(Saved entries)
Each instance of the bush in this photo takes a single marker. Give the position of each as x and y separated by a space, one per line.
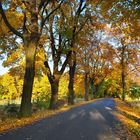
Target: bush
11 110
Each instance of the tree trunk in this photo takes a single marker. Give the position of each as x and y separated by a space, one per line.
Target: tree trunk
123 72
54 94
71 83
86 87
25 108
123 85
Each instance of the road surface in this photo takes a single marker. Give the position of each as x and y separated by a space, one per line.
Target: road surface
93 121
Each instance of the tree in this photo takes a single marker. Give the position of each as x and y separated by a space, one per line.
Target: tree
30 32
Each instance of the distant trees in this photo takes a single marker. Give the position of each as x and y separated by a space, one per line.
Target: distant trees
87 38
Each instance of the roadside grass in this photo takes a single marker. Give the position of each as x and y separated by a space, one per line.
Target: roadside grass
11 123
130 116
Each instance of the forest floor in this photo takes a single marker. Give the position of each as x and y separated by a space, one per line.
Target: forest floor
93 120
129 114
10 123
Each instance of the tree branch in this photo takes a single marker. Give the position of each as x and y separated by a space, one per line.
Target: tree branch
8 24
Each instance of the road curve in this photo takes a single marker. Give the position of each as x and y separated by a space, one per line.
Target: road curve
93 121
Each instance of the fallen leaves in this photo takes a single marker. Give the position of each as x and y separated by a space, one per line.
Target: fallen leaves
129 117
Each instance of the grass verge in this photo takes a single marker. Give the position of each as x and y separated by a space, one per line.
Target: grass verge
14 123
129 116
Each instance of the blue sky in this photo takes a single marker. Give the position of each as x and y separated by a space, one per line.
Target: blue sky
2 69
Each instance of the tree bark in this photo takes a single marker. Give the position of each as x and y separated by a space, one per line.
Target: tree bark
71 83
25 108
123 73
86 87
30 45
54 94
123 85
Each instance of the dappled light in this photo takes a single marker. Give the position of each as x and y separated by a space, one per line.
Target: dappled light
76 62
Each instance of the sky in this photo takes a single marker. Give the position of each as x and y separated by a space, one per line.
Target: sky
2 69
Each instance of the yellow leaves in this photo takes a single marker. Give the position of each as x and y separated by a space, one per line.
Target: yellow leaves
124 112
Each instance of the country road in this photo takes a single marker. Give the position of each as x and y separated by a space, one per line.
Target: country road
93 121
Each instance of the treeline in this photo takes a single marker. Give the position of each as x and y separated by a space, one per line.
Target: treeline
44 38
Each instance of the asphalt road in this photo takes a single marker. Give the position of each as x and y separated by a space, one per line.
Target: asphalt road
93 121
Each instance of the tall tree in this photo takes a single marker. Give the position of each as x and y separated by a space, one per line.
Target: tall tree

**What you have to do:** Restate the data above exactly, stripping out each image.

**Reply to the exercise:**
Each instance of the bush in this photo takes a single marker. Give the position of each as x and y separated by a space, one per line.
Target: bush
11 110
Each instance of the tree trunk in this photo takes a single marker. Give the position of each as x and y separated by a space, one per line.
Target: tree trunk
123 72
54 94
71 83
86 87
25 108
123 85
Each instance of the road surface in this photo takes a single marker. Give the position of each as x and y separated by a space, one per line.
Target: road surface
93 121
Each instance of the tree in this photo takes a single marker. Give the position of each as x and y separated by a space, one per line.
Target: tree
30 32
Each instance of the distant trees in this photo takes a single marker. Give the position of each as x and y separated by a space, one per line.
Target: distant trees
87 38
Each instance of the roadside grass in this photo takes a single marker. Give the position of each as x and y separated by a space, one per line.
Target: roadside grass
11 123
130 116
Each instance of the forest floor in this photo takes a single marker. Give the position of each as x and y separated by a space, one per line.
Target: forest floor
93 120
129 114
10 123
Each instance of the tree branch in this photo takes a single marker. Give the position of each as x and y separated by a space, one per line.
Target: tree branch
8 24
Each instance of the road curve in this photo takes a single marker. Give the position of each as x and y separated by a space, one per line.
Target: road curve
93 121
Each instance of the fallen leaves in this photo takes a single marker. Give the position of each as x and y separated by a space, one per line.
Target: fallen leaves
129 117
Each instance of the grass verge in this photo takes a single marker. Give the position of each as x and y separated by a space, one per line.
Target: grass verge
14 123
129 116
Each instance of the blue sky in this photo takes a single marker. Give the position of each as x and y separated by a space, one per line.
Target: blue sky
2 69
Each instance of the tree bark in this photo takes a single marker. Give the position of each as x and y separated by a space, one per line.
Target: tree bark
71 83
25 108
123 73
86 87
30 45
54 94
123 85
Each instance of the dappled light in this photo takes a single marker. Give the position of each as x and y separated by a space, one per line.
Target: dappled light
76 62
Each instance of the sky in this photo takes a single marker. Give the position of each as x and y separated by a space, one per line.
Target: sky
2 69
Each instance of the yellow leaves in this photo takes a single marker. Give the position of each as x and y separated by a space, one per line.
Target: yellow leaves
124 112
Each instance of the country road in this photo takes a single marker. Give the position of each as x and y separated by a space, one per line.
Target: country road
93 121
Each instance of the treeline in this photo takes a single marker. Give the position of each as x and y separated by a space, one per line.
Target: treeline
44 38
Each instance of the asphalt road in this photo takes a single marker. Give the position of each as x and y separated by a space, one per line.
Target: asphalt road
93 121
Each instance of the tall tree in this photo takes a single marker. Give the position of each as x and y separated by a space, one per line.
Target: tall tree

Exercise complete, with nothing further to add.